──────── THE INPUT

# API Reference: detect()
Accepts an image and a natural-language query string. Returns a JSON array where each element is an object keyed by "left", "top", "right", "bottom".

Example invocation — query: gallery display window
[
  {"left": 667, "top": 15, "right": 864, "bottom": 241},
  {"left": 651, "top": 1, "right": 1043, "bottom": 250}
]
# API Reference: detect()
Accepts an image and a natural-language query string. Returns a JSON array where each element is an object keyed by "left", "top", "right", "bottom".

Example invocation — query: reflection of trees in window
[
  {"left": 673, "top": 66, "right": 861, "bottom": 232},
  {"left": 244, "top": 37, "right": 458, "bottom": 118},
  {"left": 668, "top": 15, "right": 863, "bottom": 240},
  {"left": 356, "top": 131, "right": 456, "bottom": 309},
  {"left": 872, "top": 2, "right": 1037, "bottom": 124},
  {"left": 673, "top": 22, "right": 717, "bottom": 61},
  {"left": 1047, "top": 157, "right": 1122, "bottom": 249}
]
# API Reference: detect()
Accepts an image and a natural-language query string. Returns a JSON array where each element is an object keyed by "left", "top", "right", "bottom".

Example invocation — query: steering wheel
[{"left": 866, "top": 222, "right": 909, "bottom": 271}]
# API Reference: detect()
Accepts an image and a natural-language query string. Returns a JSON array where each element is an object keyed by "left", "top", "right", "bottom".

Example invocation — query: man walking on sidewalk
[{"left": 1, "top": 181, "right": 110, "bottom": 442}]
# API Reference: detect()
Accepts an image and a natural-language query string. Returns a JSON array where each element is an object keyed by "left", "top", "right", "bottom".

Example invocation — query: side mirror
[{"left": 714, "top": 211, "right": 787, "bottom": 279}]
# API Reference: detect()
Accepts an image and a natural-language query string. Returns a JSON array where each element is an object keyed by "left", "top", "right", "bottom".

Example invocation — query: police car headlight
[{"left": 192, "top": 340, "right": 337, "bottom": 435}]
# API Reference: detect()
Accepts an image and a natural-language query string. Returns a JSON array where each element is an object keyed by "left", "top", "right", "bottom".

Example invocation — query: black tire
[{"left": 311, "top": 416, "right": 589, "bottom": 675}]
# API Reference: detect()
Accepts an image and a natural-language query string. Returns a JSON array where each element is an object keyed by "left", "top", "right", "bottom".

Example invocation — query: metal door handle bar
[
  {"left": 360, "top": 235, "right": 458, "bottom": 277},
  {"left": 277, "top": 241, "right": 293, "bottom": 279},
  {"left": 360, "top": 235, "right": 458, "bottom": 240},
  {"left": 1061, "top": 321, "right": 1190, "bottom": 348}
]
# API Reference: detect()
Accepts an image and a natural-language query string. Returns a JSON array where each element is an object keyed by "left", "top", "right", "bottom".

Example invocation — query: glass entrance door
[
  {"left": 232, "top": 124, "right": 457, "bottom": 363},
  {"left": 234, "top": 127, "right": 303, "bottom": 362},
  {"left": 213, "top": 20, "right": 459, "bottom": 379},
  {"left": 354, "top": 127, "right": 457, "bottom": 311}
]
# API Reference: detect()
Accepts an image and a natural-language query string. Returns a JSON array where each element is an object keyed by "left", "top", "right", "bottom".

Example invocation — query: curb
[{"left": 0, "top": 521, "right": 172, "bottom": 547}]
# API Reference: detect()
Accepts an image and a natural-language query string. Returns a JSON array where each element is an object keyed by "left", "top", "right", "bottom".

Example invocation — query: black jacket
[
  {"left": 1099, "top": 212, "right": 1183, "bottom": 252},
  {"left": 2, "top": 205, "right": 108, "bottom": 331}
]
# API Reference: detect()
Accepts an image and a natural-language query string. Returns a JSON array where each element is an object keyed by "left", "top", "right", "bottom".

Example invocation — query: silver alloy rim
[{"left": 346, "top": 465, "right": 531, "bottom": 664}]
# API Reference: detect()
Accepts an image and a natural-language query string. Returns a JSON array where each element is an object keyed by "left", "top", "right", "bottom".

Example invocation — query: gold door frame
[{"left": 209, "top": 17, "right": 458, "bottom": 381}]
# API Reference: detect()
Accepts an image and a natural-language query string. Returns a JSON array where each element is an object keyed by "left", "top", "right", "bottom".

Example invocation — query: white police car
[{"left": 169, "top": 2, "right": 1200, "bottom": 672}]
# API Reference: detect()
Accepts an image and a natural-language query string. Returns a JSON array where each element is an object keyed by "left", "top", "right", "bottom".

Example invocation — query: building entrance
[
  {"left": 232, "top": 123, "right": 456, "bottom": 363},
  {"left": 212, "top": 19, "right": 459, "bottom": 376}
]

────────────────

→ TASK TO CARRY OUT:
An exact restatement of all the entries above is needed.

→ RESPONSE FOR THIS EXERCISE:
# API Reference: detect()
Accepts an image and a natural-language query string. Returns a JSON array where each element is an object keyed by "left", "top", "right", "bottom".

Example invocation — query: gallery display window
[
  {"left": 667, "top": 15, "right": 864, "bottom": 241},
  {"left": 651, "top": 1, "right": 1043, "bottom": 250}
]
# API Reference: detect()
Accepts an image and a natural-language query string. Returns a JSON array where each element is an object keyed by "left", "top", "right", "bottom".

Example invocation — query: reflection of trees in window
[
  {"left": 673, "top": 66, "right": 861, "bottom": 232},
  {"left": 244, "top": 37, "right": 458, "bottom": 118},
  {"left": 668, "top": 15, "right": 863, "bottom": 240},
  {"left": 356, "top": 131, "right": 456, "bottom": 309},
  {"left": 872, "top": 2, "right": 1037, "bottom": 124},
  {"left": 673, "top": 22, "right": 717, "bottom": 61},
  {"left": 1047, "top": 157, "right": 1122, "bottom": 249}
]
# API Reference: detect()
Accepts an image and a natural-language query string. Returns a JSON array where each element is an object keyed by "left", "top", "right", "bottom".

Example invocation — query: steering wheel
[{"left": 866, "top": 222, "right": 909, "bottom": 271}]
# API Reference: detect()
Accepts an image and a natural-language query string. Returns a JSON array where each element is an object keyed by "left", "top", "right", "bottom".

Example invocation — query: man walking on sidewalk
[{"left": 1, "top": 181, "right": 110, "bottom": 442}]
# API Reference: detect()
Accepts an image and a natural-language query string. Returns a JSON array where each element is an object keyed by "left", "top", "right", "bottom".

Example invocation — query: side mirror
[{"left": 714, "top": 211, "right": 787, "bottom": 279}]
# API Reference: detect()
Accepts an image and a natural-language query string. Returns a JSON array where each element is an object keyed by "left", "top", "right", "bottom".

Example invocation — query: police car headlight
[{"left": 192, "top": 340, "right": 337, "bottom": 435}]
# API Reference: detect()
Accepts an image and a natural-language query string. Returns a JSON array where each element is an object keyed by "left", "top", "right", "bottom".

Example invocation — query: black tire
[{"left": 311, "top": 416, "right": 589, "bottom": 675}]
# API Reference: detect()
Accepts an image and a natural-language query string. Returns a JSON array where each element is an object keyed by "left", "top", "right", "bottom".

Example invocation — query: metal door handle bar
[
  {"left": 360, "top": 235, "right": 458, "bottom": 277},
  {"left": 277, "top": 241, "right": 293, "bottom": 279},
  {"left": 360, "top": 235, "right": 458, "bottom": 240},
  {"left": 1061, "top": 321, "right": 1190, "bottom": 348}
]
# API Reference: detect()
Accepts an image and a natural-language query string. Returns a JSON array where each element is an object keyed by "left", "top", "right", "bottom".

Example invocation — query: glass entrance door
[
  {"left": 232, "top": 124, "right": 457, "bottom": 363},
  {"left": 234, "top": 127, "right": 303, "bottom": 362},
  {"left": 213, "top": 20, "right": 459, "bottom": 379},
  {"left": 354, "top": 127, "right": 457, "bottom": 311}
]
# API Reference: detect()
Accepts an image and a natural-language query string. Returns a JSON array where each element is an object keyed by "left", "top", "right", "bottom".

Example invocation — query: curb
[{"left": 0, "top": 521, "right": 172, "bottom": 547}]
# API Reference: detect()
Accepts an image and a natural-language query string. Returns a JSON array where each element is an object keyed by "left", "top", "right", "bottom".

Example invocation — query: black jacket
[
  {"left": 1099, "top": 212, "right": 1183, "bottom": 252},
  {"left": 2, "top": 205, "right": 108, "bottom": 331}
]
# API Reference: detect()
Accepts an image and a natural-language query string. Returns a JSON array where each element is an object keyed by "left", "top", "right", "bottom".

Example invocation — query: silver alloy rim
[{"left": 346, "top": 465, "right": 531, "bottom": 664}]
# API Reference: detect()
Accepts an image and a natural-language query string. Returns a JSON array where each element is an object keyed by "left", "top", "right", "bottom".

Example invocation — query: gold door frame
[{"left": 209, "top": 17, "right": 458, "bottom": 381}]
# API Reference: detect()
Accepts an image and a natural-language query string. Returns a JSON array where each element is an object keyed by "left", "top", "right", "bottom".

Example invocation — query: white police car
[{"left": 169, "top": 2, "right": 1200, "bottom": 672}]
# API Reference: detect()
Accepts an image and a natural-language query string. Returns a JSON array where each element is an object keyed by "left", "top", "right", "bottom".

Example invocation — query: building entrance
[
  {"left": 232, "top": 123, "right": 456, "bottom": 363},
  {"left": 212, "top": 19, "right": 459, "bottom": 376}
]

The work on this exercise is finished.